* Given problem: According to the legal excerpt on the Pyx Granite case, what did the company do instead of going to the Minister?

* Source extract:
I will refer to an English case which was decided on similar grounds. It is the case of Pyx Granite Co. Ltd. v. Ministry of Housing and Local Government (1958) 1 QB 554. In that case a statute made provision for determination of a dispute by the Minister and his decision was expressly made “final”. The Pyx Granite Company had a dispute and instead of going to the Minister, the Company went to the High Court and sought for a declaration. The Minister said that the High Court had no jurisdiction to entertain the claim for a declaration. Lord Denning, in his judgment, held that the High Court had jurisdiction, and added that it was settled law that the jurisdiction of the High Court to grant declaration was not to be taken away except by clear words. In the House of Lords, Lord Simons agree with Lord Denning and concluded that even if there is an alternative remedy for a subject, his inalienable right to seek redress in her Majesty’s courts cannot be taken away. See the case of Eguamwense v.Amaghizemwen (1993) 9 NWLR (Pt.315) 1 at 35.”
The second case is: Chief S. C. Osagie II & Anor. V. Chief Eugine C. Offor & Anor. (The Ajeh of Ekuoma) (1998) 3 NWLR (Pt.541) at 205. “
DECISION OF COURTS – BINDINGNESS OF THE DECISIONS AND JUDGMENTS OF COURTS IN THE HIERARCHY OF COURTS.

* Source data:
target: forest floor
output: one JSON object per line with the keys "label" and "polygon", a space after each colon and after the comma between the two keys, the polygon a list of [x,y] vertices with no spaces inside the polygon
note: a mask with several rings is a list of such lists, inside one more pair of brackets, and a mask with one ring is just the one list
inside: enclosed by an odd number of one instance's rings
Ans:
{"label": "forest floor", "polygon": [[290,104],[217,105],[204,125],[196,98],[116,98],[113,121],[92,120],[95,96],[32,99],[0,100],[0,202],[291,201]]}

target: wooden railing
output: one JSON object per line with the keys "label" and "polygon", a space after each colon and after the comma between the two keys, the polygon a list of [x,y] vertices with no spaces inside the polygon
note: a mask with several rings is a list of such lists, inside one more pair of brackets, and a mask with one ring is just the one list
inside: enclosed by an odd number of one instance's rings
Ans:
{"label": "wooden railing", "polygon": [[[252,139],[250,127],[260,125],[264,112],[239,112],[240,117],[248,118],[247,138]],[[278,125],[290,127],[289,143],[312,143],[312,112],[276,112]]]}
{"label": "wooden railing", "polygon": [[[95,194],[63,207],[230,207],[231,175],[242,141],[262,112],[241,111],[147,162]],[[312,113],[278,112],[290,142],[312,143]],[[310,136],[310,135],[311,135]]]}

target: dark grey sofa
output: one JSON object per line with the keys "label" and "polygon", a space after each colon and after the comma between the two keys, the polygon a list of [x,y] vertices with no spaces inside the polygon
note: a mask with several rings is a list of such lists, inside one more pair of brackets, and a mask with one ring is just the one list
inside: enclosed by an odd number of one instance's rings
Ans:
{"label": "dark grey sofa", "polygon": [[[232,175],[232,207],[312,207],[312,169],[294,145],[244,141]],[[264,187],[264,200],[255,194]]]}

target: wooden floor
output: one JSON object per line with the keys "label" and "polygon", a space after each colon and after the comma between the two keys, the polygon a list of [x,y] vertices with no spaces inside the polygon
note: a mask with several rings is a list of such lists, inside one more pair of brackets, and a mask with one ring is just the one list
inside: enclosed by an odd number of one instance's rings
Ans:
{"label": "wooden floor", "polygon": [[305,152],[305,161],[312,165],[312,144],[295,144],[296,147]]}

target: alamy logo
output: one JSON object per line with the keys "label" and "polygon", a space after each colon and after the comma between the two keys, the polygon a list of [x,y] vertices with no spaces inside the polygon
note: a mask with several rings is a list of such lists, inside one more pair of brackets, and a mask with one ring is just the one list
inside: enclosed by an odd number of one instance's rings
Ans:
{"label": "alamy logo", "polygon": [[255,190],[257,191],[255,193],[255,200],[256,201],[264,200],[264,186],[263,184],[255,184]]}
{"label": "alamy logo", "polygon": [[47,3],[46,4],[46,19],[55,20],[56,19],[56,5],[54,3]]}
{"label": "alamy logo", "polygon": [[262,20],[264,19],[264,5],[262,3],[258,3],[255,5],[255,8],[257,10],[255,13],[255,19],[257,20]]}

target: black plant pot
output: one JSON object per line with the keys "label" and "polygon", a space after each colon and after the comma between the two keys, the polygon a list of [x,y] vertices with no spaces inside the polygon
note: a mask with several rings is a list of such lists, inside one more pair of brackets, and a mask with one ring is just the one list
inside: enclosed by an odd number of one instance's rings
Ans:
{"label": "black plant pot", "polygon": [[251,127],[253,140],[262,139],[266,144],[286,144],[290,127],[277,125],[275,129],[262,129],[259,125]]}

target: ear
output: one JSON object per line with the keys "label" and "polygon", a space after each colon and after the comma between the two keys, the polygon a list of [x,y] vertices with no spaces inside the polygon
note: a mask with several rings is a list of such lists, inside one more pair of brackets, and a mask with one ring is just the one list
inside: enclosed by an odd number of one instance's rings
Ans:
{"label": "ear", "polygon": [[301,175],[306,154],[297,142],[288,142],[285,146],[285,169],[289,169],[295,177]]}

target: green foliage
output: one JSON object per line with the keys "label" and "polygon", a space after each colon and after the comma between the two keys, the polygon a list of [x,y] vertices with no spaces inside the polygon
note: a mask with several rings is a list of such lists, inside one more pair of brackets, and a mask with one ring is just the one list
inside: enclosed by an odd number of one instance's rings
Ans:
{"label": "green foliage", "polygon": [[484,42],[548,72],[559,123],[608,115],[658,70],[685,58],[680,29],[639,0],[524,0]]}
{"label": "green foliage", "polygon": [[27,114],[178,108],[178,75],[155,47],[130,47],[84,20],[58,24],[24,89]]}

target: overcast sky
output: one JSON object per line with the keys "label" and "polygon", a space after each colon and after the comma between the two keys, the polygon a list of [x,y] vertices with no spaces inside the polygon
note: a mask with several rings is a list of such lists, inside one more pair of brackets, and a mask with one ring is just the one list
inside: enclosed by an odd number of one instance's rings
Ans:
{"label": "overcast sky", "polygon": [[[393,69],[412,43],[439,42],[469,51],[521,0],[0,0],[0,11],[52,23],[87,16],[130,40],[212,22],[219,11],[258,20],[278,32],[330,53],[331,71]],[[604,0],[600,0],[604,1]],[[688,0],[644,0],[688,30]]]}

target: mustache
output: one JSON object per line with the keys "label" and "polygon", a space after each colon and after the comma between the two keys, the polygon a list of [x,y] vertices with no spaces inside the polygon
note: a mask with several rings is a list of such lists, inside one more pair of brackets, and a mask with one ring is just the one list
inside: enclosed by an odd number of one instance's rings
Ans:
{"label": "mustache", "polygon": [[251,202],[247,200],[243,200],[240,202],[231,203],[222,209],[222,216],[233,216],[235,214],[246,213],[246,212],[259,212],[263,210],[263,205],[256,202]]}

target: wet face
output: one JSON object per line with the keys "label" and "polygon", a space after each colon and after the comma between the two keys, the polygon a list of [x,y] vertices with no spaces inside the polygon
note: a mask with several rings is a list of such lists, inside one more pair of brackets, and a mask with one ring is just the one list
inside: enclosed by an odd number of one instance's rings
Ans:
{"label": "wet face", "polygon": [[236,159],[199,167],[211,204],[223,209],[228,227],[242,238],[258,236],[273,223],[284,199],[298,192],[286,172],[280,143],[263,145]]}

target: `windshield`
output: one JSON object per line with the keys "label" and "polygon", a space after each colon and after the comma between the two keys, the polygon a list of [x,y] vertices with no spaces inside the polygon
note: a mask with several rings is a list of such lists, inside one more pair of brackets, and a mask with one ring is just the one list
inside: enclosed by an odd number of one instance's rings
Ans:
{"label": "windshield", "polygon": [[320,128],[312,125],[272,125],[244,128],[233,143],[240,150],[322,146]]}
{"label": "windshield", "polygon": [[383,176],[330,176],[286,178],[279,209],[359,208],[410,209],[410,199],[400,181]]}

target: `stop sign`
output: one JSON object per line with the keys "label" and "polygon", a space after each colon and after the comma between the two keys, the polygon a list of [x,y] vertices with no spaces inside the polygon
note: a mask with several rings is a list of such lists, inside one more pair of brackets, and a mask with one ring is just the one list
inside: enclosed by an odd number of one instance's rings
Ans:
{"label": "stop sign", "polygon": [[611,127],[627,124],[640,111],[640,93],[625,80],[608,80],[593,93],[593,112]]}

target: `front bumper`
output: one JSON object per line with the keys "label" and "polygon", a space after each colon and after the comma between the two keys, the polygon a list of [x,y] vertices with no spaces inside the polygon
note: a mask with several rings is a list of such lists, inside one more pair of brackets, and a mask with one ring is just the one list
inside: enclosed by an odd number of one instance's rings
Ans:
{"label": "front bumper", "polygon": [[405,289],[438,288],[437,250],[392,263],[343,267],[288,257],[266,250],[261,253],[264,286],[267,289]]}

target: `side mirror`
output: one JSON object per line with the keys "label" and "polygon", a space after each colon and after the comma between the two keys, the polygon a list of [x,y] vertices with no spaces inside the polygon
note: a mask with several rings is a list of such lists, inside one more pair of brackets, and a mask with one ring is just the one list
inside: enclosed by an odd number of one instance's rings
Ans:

* Worked solution: It went to the High Court and sought a declaration.